4

I asked this question a week ago but it ended up being closed for not being specific enough. I am going to try and define everything as mathematically as possible in this one, so please let me know if there is anything ambiguous.

How can I randomly distribute W litres of water into n empty buckets without them overflowing (i.e. without putting more water into the bucket then it can hold)

There are $n$ buckets of water with the $i^{th}$ bucket containing $w_i$ litres of water.

1) $W = w_1 + w_2 + ... + w_n =$ Total amount of water

2) $w_i$ $\epsilon$ $[0, x]$ for $i = 1, 2, ..., n$ where $x$ $\epsilon$ $\Re$

Given a natural number $n$ and real number value for $x$ and $W$, what process can I use to assign a random value to each $w_i$, such that (1) and (2) remain true?

To clarify what I mean by random, I am thinking of a function which returns a value in the interval $[0, 1]$ similar to the .NextDouble() method in the Random class (And yes, I know this is pseudo-random and not truly random).

Example:

For $n$ = 3, $W$ = 1 and $x$ = 1 one possible solution is:

$w_1$ = 0.22 $w_2$ = 0.43 $w_3$ = 0.35

Since $w_1 + w_2 + w_3 = 0.22 + 0.43 + 0.35 = 1 = W$ and $w_1$, $w_2$ and $w_3$ are in the interval $[0,1]$

  • 1
    Wait so $w_i$ already has between $[0,x]$ liters of water before we add the extra W? Or it can only hold between $[0,x]$ liters of water. – Tony Hellmuth May 30 '18 at 03:34
  • The buckets are empty to begin with and each one can only hold between $[0,x]$ litres of water. – interrupt0 May 30 '18 at 03:41
  • But then as long as $W/n \le x$ we can always fill the buckets with probability 1? – Tony Hellmuth May 30 '18 at 03:47
  • Have you ever seen the problem of breaking a stick into three pieces, and finding the probability that a triangle can be formed from the pieces? This seems like that. Perhaps you could just assign amount of water randomly, then throw away all data sets such that there exists at least one $i$ for which $w_i>x$? Then work within the confines of your 'sifted' set? I'm spitballing. – The Count May 30 '18 at 03:48
  • Also, this is such a basic idea, yet I am astonished how hard it is to formulate in a rigorous way. – The Count May 30 '18 at 03:49
  • I'm not really sure how the stick problem relates to the question. Could you explain it a bit more? – interrupt0 May 30 '18 at 04:09
  • As for assigning the water randomly, I don't think it would satisfy (1) but even if it did, I would potentially have to do this for a very large number of buckets so I don't think that would be the best idea. It is weird how conceptually simple the problem is yet it is so hard to answer. :/ – interrupt0 May 30 '18 at 04:13
  • 1
    When people say they want a "process" to assign "random" values, they can mean few different things. By "process", do you just mean an algorithm, or do you specifically want to compute $w_1$, then $w_2$, and so on in sequential order in a single pass? By "random", do you mean only that there should be a different solution every time even if some possible solutions are never generated, or that there should be a nonzero probability to generate every possible solution, or even more strongly that every possible solution should have an equal (i.e. uniform) probability of being generated? –  May 30 '18 at 04:49
  • For example, here's a solution for the most lax requirements: Randomly pick an empty bucket. Fill it with as much water as you can. Repeat until you run out of water. –  May 30 '18 at 05:26
  • Sorry @Rahul that was a bit vague. I am looking for an algorithm (preferably as efficient as possible) that can generate every possible solution with a uniform probability. – interrupt0 May 30 '18 at 21:34

4 Answers4

1

As clarified in the comments, you want to uniformly sample the set of all points $\vec w = (w_1,\dots,w_n)$ such that $$w_1+\dots+w_n = W,\\ 0\le w_i\le x\ \text{for all $i=1,\dots,n$.}$$

Here are two possibilities.

The problem:
Return the stretch of the water-buckets thread from "How can I randomly" through "containing $w_i$ litres of water.", copied word for word.

Data rows:
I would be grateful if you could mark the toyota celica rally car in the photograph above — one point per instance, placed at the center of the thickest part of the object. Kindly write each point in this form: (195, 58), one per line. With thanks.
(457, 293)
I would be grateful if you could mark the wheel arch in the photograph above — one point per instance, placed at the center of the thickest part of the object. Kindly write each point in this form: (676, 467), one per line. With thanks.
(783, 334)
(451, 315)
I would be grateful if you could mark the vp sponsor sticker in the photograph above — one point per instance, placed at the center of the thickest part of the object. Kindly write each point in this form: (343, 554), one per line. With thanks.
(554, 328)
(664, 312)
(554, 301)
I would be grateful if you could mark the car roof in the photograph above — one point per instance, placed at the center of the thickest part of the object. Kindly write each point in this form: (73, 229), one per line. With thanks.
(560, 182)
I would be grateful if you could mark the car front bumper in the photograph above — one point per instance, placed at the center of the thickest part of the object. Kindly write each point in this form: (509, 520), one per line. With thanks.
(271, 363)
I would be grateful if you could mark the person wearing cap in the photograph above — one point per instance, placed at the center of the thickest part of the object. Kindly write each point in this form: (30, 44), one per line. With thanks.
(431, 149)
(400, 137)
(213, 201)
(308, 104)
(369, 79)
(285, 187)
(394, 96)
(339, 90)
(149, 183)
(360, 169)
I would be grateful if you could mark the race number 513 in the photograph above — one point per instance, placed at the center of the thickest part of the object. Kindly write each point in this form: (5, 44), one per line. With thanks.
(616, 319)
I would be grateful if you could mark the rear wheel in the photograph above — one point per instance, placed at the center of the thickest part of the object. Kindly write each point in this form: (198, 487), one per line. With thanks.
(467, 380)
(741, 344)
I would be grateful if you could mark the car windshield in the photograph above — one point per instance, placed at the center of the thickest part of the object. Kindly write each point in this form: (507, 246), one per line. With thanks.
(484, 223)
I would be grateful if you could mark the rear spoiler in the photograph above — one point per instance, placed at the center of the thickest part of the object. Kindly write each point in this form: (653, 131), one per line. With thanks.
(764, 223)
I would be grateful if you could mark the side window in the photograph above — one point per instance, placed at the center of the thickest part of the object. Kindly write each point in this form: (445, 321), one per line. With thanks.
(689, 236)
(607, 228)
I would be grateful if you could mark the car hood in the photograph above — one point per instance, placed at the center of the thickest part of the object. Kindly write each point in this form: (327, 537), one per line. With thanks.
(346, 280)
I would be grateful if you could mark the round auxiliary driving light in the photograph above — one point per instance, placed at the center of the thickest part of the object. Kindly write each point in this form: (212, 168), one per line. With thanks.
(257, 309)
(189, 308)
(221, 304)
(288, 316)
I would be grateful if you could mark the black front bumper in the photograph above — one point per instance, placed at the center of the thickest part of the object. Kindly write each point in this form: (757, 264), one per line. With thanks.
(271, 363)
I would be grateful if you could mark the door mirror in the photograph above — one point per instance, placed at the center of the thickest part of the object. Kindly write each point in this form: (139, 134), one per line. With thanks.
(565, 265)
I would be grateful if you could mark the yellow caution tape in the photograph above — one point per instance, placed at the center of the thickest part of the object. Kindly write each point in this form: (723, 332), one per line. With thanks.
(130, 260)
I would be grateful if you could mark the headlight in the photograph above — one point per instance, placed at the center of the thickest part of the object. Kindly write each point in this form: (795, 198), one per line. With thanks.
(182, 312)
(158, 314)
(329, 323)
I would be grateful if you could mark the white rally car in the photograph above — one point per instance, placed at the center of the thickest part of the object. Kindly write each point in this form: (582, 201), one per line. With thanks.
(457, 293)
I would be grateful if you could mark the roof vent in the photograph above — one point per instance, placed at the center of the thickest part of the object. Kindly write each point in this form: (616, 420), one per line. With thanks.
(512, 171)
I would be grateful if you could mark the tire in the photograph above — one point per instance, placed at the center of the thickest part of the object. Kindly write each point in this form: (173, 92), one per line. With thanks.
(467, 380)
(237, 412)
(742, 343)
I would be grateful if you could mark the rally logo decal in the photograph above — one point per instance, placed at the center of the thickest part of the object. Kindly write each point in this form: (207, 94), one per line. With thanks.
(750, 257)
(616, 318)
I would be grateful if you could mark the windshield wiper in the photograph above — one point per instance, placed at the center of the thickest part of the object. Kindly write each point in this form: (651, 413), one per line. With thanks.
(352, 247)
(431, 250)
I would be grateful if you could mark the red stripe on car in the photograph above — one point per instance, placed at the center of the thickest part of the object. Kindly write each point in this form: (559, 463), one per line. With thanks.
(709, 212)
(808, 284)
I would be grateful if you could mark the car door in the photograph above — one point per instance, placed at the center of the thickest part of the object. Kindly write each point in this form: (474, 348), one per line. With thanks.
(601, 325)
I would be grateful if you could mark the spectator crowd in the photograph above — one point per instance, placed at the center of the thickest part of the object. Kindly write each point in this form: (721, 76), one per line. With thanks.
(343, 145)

Output of the task:
How can I randomly distribute W litres of water into n empty buckets without them overflowing (i.e. without putting more water into the bucket then it can hold)

There are $n$ buckets of water with the $i^{th}$ bucket containing $w_i$ litres of water.